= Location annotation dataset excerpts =
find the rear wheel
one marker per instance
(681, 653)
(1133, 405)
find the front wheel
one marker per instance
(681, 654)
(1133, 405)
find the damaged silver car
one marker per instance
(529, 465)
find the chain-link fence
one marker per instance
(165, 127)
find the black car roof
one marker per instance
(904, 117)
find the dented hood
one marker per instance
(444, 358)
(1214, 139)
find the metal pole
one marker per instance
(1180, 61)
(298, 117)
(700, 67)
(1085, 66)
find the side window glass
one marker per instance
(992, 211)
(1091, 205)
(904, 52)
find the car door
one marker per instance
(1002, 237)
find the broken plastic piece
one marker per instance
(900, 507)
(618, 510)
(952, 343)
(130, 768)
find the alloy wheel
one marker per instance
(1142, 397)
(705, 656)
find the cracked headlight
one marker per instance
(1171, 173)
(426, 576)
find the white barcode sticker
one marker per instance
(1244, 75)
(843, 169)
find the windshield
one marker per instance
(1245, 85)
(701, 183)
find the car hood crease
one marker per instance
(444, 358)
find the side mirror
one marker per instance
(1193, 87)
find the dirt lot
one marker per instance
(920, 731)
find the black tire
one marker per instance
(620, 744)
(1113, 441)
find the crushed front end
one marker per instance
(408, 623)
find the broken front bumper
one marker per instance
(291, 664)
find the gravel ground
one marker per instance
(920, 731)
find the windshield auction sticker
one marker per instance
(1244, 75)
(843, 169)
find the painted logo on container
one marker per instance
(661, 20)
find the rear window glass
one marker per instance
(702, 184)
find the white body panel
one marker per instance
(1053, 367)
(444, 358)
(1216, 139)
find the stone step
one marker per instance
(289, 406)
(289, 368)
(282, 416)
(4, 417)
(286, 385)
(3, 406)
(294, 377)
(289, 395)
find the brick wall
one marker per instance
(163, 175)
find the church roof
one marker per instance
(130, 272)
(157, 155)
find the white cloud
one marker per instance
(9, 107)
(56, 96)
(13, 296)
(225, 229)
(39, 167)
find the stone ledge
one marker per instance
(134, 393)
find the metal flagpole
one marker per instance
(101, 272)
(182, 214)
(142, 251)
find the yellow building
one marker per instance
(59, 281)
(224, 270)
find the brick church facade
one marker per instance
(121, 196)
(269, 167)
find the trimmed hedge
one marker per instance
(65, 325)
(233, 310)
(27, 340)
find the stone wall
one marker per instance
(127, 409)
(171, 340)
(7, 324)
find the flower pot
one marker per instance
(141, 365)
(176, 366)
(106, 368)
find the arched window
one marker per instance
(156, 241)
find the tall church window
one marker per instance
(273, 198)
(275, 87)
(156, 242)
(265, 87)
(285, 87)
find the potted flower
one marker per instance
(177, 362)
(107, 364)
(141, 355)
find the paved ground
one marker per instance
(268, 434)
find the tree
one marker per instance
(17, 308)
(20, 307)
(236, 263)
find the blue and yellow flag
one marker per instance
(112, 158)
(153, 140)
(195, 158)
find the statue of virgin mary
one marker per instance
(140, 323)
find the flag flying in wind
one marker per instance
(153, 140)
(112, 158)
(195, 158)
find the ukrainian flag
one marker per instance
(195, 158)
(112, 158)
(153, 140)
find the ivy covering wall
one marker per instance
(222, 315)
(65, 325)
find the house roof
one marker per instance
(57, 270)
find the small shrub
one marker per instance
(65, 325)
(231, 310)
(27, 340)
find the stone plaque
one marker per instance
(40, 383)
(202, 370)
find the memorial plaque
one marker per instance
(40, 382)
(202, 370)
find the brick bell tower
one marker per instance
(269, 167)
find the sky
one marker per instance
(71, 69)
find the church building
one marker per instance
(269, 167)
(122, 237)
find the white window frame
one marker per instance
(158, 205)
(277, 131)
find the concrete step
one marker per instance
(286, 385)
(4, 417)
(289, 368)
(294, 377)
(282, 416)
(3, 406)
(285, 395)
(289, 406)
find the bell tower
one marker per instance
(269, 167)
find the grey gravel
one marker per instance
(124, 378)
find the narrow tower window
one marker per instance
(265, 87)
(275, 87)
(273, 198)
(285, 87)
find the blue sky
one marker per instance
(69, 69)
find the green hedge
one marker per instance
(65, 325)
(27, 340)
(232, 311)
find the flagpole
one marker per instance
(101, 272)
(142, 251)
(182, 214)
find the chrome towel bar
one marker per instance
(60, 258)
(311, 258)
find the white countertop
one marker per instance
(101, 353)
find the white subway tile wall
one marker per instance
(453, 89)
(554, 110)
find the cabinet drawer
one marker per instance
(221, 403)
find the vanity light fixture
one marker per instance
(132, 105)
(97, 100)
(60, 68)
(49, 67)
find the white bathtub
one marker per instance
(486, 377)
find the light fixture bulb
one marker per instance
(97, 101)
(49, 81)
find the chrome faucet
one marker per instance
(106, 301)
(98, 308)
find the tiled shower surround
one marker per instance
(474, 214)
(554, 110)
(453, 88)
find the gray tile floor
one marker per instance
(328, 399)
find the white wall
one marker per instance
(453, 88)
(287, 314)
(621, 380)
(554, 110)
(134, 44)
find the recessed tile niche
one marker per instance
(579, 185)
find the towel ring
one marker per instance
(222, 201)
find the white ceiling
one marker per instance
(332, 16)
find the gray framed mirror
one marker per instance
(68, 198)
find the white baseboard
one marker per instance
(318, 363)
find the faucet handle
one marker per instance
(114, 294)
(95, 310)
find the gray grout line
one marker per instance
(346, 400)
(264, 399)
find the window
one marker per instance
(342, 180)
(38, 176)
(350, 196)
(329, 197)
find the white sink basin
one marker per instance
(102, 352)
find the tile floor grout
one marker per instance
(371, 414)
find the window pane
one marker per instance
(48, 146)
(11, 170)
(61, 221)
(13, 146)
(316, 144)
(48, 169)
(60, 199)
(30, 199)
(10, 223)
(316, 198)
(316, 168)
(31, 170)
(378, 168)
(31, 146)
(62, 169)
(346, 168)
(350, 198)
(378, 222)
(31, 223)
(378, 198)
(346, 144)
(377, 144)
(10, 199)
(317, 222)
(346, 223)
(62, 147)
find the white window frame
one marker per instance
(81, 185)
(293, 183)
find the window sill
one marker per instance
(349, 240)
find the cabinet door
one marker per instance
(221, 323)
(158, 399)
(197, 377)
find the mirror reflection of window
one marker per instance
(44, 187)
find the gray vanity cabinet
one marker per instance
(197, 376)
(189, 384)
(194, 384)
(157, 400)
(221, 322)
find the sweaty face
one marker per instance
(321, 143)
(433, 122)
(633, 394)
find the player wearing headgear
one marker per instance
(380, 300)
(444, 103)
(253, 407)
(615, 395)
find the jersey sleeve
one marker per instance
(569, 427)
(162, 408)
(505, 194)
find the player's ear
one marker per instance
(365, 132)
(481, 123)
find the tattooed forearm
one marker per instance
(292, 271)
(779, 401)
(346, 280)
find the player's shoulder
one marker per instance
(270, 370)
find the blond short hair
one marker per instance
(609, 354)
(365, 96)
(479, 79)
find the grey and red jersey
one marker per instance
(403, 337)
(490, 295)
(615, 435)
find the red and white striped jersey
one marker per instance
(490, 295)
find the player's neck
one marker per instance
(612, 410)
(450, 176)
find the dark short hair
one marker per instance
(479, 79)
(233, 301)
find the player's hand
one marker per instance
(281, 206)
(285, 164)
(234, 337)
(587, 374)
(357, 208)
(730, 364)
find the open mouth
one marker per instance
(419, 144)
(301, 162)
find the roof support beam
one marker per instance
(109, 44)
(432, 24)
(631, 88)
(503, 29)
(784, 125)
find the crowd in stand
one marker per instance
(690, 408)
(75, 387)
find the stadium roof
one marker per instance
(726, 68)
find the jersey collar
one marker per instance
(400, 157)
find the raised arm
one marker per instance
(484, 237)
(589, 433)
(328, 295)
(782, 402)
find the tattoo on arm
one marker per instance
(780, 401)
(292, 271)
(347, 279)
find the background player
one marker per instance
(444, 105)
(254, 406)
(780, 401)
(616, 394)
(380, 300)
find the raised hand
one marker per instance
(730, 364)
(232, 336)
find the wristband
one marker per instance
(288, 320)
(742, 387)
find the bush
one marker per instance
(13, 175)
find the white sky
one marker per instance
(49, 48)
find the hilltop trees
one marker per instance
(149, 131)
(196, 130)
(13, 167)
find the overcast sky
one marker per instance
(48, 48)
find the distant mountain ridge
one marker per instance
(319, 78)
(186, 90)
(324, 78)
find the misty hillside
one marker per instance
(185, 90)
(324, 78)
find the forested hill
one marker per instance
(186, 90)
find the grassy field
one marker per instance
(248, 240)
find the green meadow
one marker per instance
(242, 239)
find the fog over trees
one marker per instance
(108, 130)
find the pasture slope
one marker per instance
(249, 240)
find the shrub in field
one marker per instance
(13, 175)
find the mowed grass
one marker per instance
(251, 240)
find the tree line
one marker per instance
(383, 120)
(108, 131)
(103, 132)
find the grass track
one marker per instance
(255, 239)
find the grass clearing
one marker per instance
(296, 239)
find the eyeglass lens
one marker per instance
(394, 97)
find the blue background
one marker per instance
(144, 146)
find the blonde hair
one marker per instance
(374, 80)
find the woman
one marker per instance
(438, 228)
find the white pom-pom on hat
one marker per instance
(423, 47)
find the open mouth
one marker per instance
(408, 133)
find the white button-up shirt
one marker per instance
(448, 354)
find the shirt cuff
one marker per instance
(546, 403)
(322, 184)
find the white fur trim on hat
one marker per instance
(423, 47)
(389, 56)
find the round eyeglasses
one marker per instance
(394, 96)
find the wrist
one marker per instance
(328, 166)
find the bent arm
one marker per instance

= OBJECTIVE =
Above are the records; copy exactly the lines from the one with "find the raised hand" through the final line.

= ANSWER FOR THIS EXERCISE =
find the raised hand
one marker per instance
(730, 364)
(232, 336)
find the wristband
one marker per instance
(288, 320)
(742, 387)
find the bush
one marker per instance
(13, 175)
find the white sky
one marker per instance
(49, 48)
find the hilltop trees
one marker per instance
(149, 131)
(196, 130)
(13, 167)
find the overcast sky
one marker per instance
(48, 48)
find the distant mountain ridge
one marker per instance
(319, 78)
(186, 90)
(324, 78)
find the misty hillside
one marker per instance
(185, 90)
(324, 78)
find the forested hill
one marker per instance
(186, 90)
find the grassy field
one marker per instance
(248, 240)
find the green meadow
one marker per instance
(242, 239)
find the fog over trees
one marker per instance
(108, 130)
find the pasture slope
one marker per instance
(249, 240)
find the shrub in field
one marker per instance
(13, 175)
find the mowed grass
one marker per instance
(251, 240)
find the tree line
one marker per instance
(383, 120)
(108, 131)
(103, 132)
find the grass track
one marker per instance
(255, 239)
find the grass clearing
one marker per instance
(296, 239)
find the eyeglass lens
one marker per instance
(394, 97)
find the blue background
one marker per instance
(144, 146)
find the blonde hair
one marker per instance
(374, 80)
find the woman
one marker per instance
(438, 228)
find the white pom-pom on hat
one marker per instance
(423, 47)
find the open mouth
one marker per instance
(408, 133)
find the white button-up shirt
one marker per instance
(448, 354)
find the shirt cuff
one marker per instance
(546, 403)
(322, 184)
find the white fur trim on hat
one marker per instance
(423, 47)
(389, 56)
find the round eyeglasses
one marker per instance
(394, 96)
find the wrist
one marker per instance
(328, 166)
find the bent arm
one marker per instance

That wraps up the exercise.